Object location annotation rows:
== == ==

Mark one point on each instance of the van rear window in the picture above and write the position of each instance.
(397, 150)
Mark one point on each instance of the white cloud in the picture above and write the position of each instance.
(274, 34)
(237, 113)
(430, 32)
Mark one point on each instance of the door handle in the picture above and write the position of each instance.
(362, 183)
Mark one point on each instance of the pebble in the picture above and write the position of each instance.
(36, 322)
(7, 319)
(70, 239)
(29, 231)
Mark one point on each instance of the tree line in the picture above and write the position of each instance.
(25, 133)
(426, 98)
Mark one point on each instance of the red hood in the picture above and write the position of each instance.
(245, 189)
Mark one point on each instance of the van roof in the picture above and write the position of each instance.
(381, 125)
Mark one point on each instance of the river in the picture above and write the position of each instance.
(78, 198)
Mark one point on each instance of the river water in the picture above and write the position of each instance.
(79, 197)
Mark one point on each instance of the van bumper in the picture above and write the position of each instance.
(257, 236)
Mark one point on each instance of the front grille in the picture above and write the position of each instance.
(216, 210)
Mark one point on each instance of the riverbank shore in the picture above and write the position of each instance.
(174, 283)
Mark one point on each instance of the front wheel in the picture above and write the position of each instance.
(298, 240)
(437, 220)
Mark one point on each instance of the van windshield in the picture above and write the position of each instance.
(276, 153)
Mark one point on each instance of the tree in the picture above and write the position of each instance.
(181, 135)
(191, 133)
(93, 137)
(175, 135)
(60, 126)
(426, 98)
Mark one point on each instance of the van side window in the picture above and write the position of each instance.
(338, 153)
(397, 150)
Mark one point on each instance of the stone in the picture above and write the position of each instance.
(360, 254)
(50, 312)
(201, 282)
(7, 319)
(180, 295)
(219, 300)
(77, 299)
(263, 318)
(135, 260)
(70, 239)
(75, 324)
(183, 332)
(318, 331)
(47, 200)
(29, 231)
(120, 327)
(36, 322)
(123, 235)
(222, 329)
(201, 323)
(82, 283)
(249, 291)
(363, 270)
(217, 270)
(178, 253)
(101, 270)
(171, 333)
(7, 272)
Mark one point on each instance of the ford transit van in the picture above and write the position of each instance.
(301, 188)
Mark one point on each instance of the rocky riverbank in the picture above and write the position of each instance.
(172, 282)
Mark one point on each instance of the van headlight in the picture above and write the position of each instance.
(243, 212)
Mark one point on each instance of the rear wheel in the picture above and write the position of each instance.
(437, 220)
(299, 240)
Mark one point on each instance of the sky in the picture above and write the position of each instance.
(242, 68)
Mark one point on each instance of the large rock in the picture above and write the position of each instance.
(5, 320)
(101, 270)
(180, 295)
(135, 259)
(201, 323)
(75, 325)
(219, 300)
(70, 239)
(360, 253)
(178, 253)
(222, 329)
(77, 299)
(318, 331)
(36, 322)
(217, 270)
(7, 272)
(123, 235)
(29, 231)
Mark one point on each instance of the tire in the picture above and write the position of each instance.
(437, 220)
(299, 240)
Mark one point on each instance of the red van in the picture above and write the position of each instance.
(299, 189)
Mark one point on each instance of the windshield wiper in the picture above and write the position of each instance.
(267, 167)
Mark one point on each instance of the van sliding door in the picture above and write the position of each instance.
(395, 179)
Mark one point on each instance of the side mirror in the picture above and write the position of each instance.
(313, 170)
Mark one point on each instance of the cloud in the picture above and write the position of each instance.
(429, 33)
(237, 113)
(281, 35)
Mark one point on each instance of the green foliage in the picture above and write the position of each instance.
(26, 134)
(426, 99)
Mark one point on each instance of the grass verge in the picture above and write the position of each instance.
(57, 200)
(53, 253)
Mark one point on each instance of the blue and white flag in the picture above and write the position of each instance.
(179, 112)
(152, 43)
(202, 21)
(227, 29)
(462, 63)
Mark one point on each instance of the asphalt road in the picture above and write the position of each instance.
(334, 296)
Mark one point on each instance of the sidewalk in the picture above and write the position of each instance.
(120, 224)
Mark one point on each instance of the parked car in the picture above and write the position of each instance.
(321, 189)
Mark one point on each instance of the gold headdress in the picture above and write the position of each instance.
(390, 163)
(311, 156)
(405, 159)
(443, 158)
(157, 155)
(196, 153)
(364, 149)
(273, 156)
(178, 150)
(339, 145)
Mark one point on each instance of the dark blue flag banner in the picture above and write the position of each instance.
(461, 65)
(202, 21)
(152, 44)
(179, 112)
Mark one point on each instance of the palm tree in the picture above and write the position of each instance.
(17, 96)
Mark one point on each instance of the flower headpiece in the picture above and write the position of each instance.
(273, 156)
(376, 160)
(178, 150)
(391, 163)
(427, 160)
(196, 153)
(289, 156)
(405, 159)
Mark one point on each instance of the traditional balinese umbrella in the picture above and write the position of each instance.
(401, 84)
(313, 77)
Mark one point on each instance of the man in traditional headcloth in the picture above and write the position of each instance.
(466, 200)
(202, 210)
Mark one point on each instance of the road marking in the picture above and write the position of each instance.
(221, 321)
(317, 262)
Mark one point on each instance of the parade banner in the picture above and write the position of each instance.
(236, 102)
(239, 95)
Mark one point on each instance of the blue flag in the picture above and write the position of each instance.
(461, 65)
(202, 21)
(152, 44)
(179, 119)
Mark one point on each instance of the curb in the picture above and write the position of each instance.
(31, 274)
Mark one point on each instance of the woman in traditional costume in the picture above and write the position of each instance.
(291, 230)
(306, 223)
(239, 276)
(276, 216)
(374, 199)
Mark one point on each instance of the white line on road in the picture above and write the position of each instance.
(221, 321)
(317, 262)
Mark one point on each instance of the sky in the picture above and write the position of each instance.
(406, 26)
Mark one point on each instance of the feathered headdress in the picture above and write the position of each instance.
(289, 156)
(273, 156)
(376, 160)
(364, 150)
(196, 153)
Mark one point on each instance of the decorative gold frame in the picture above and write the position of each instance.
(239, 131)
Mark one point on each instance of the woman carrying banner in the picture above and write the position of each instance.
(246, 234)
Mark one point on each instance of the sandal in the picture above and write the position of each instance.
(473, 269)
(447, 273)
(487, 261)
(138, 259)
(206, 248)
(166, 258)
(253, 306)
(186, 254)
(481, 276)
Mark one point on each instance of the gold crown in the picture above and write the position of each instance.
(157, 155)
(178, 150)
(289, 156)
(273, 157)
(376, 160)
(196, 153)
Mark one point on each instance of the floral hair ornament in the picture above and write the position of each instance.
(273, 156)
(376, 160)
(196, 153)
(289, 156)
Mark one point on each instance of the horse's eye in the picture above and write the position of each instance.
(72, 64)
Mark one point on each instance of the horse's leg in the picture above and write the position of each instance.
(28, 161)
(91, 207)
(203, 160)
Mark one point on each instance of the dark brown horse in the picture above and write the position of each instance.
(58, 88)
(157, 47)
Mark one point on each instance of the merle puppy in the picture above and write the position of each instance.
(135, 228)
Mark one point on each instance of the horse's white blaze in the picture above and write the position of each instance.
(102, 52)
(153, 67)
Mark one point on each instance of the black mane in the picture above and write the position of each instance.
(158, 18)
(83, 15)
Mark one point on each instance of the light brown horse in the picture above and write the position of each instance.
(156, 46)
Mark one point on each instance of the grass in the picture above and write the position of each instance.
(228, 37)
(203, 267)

== == ==

● **WHAT THIS TASK INVOLVES**
Duplicate every one of the rows above, keeping each line unchanged.

● **TASK RESULT**
Mark one point on each instance of the van rear window in the picture above and write the position of each instance.
(397, 150)
Mark one point on each instance of the white cloud in the picture above and write the position of each instance.
(274, 34)
(237, 113)
(430, 32)
Mark one point on each instance of the door handle in the picture above and write the position of each instance.
(362, 183)
Mark one point on each instance of the pebble in the picture above and write the position of each instance.
(36, 322)
(7, 319)
(70, 239)
(29, 231)
Mark one point on each instance of the tree line in the picture above and write the position of each instance.
(25, 133)
(426, 98)
Mark one point on each instance of the red hood in the picture above and write the position of each instance.
(245, 189)
Mark one point on each instance of the van roof in the picture above and write the position of each instance.
(381, 125)
Mark one point on each instance of the river in the picture above and write the position of each instance.
(78, 198)
Mark one point on each instance of the river water in the picture above and write the position of each instance.
(79, 197)
Mark one point on each instance of the van bumper in the picture above and write the position of each instance.
(257, 236)
Mark one point on each instance of the front grille in the picture above and write the position of each instance.
(216, 210)
Mark one point on each instance of the riverbank shore in the picture above and write the position of each instance.
(174, 283)
Mark one point on each instance of the front wheel in the picture above and write the position of each instance.
(298, 240)
(437, 220)
Mark one point on each instance of the van windshield in the picture above and write the position of each instance.
(276, 153)
Mark one point on each instance of the tree in the picture above and write the position of each instance.
(181, 135)
(191, 133)
(93, 137)
(175, 135)
(60, 126)
(426, 98)
Mark one point on each instance of the van side window in the picture above and write the position of each instance.
(338, 153)
(397, 150)
Mark one point on each instance of the stone in the picture above and write the position of each instance.
(360, 254)
(50, 312)
(201, 282)
(7, 319)
(180, 295)
(219, 300)
(77, 299)
(263, 318)
(135, 260)
(70, 239)
(75, 324)
(183, 332)
(318, 331)
(47, 200)
(29, 231)
(120, 327)
(36, 322)
(123, 235)
(222, 329)
(201, 323)
(82, 283)
(249, 291)
(363, 270)
(217, 270)
(178, 253)
(101, 270)
(171, 333)
(7, 272)
Mark one point on each instance of the ford transit van in the picture above and write the position of each instance.
(301, 188)
Mark one point on each instance of the rocky riverbank in the picture above and write the position of each instance.
(172, 282)
Mark one point on each instance of the van headlight in the picture above and write the position of each instance.
(243, 212)
Mark one point on each instance of the rear wheel in the picture above and write the position of each instance.
(437, 220)
(299, 240)
Mark one point on each instance of the sky in the picture above and write the position of each instance.
(242, 68)
Mark one point on each instance of the large rock in the picture above and write the position of each instance.
(5, 320)
(101, 270)
(180, 295)
(135, 259)
(201, 323)
(75, 325)
(219, 300)
(70, 239)
(360, 253)
(178, 253)
(222, 329)
(77, 299)
(318, 331)
(36, 322)
(217, 270)
(7, 272)
(123, 235)
(29, 231)
Mark one point on each instance of the tire in the picture above and write the position of each instance.
(437, 220)
(299, 240)
Mark one point on each instance of the red van in the picture above and write the position of each instance.
(299, 189)
Mark one point on each instance of the windshield wiper in the picture above and write the position of each instance.
(267, 167)
Mark one point on each instance of the van sliding door in the picture above and write the position of each instance.
(395, 179)
Mark one point on each instance of the side mirror in the picture above and write the position of each instance.
(313, 170)
Mark one point on each instance of the cloud in the picture above and write the position of each instance.
(429, 33)
(237, 113)
(281, 35)
Mark one point on each instance of the green foliage in the picture above and write the position of each instance.
(26, 134)
(426, 99)
Mark one point on each instance of the grass verge in the picture above and write the position of each instance.
(57, 200)
(53, 253)
Mark one point on each instance of the blue and white flag in the picture above and write the position of each instance.
(179, 112)
(152, 43)
(202, 21)
(227, 29)
(462, 63)
Mark one point on each instance of the asphalt road in the picture above and write the position of each instance.
(334, 296)
Mark one point on each instance of the sidewalk in the picture above and write the position of each instance.
(120, 224)
Mark one point on each instance of the parked car in the picture above and write the position of each instance.
(321, 189)
Mark one point on each instance of the gold headdress in the picture above and write the position of each instance.
(390, 163)
(311, 156)
(405, 159)
(443, 158)
(157, 155)
(196, 153)
(364, 149)
(273, 156)
(178, 150)
(339, 145)
Mark one point on each instance of the dark blue flag banner in the picture above and write the position of each instance.
(461, 65)
(202, 21)
(152, 44)
(179, 112)
Mark one point on each instance of the palm tree in the picture above and write the position of each instance.
(17, 96)
Mark one point on each instance of the flower headpiece in the picture above and write the position of each instance.
(273, 156)
(376, 160)
(178, 150)
(391, 163)
(427, 160)
(196, 153)
(289, 156)
(405, 159)
Mark one point on each instance of the traditional balinese umbrella in the picture above and write the position of each instance.
(401, 84)
(313, 77)
Mark one point on each instance of the man in traditional headcloth in the picture above and write the position of each instance.
(466, 200)
(202, 210)
Mark one point on each instance of the road marking in the picture above and write the position of each instance.
(221, 321)
(317, 262)
Mark one point on each instance of the parade banner in the picture above and write the position of each instance.
(236, 102)
(239, 95)
Mark one point on each instance of the blue flag in the picture above and write the position of each instance.
(461, 65)
(202, 21)
(152, 44)
(179, 119)
Mark one point on each instance of the curb in the picture above and write the position of each instance.
(31, 274)
Mark one point on each instance of the woman in traditional costume in the picture above and write the position of each instance.
(291, 230)
(306, 223)
(239, 276)
(276, 216)
(374, 199)
Mark one point on each instance of the white line on road in the picture above and write the position of each instance.
(221, 321)
(317, 262)
Mark one point on each instance of the sky in the picture above and write the position of each instance.
(406, 26)
Mark one point on each instance of the feathered headdress in the picture above and write the position of each instance.
(289, 156)
(273, 156)
(376, 160)
(364, 150)
(196, 153)
Mark one point on each instance of the decorative gold frame in the picture above and write the position of each instance.
(239, 131)
Mark one point on each instance of the woman carrying banner in the picture above and write the position of each instance.
(246, 234)
Mark one point on each instance of the sandal in the picture above and write the position of each instance.
(473, 269)
(447, 273)
(487, 261)
(138, 259)
(206, 248)
(166, 258)
(253, 306)
(186, 254)
(481, 276)
Mark one point on each instance of the gold crown in the picture above and write the position of each instance.
(157, 155)
(178, 150)
(289, 156)
(273, 157)
(376, 160)
(196, 153)
Mark one point on each instance of the floral hair ornament in the picture above and write the position of each instance.
(273, 156)
(376, 160)
(196, 153)
(289, 156)
Mark one point on each instance of the horse's eye in the picture above and write the position of each instance.
(72, 64)
Mark one point on each instance of the horse's leg in the picture above and write the position of each instance.
(28, 161)
(91, 207)
(203, 160)
Mark one point on each instance of the dark brown horse in the picture above and write the position of each instance.
(58, 88)
(157, 47)
Mark one point on each instance of the merle puppy in the picture above and write the position of each instance.
(135, 228)
Mark one point on each instance of the horse's white blaze in the picture above and write the position of each instance.
(102, 52)
(153, 67)
Mark one point on each instance of the black mane in the picture above and write the position of each instance.
(158, 18)
(83, 15)
Mark one point on each instance of the light brown horse in the picture above and write the position of each instance.
(156, 46)
Mark one point on each instance of the grass in the picture above and write the position of each instance.
(228, 37)
(203, 267)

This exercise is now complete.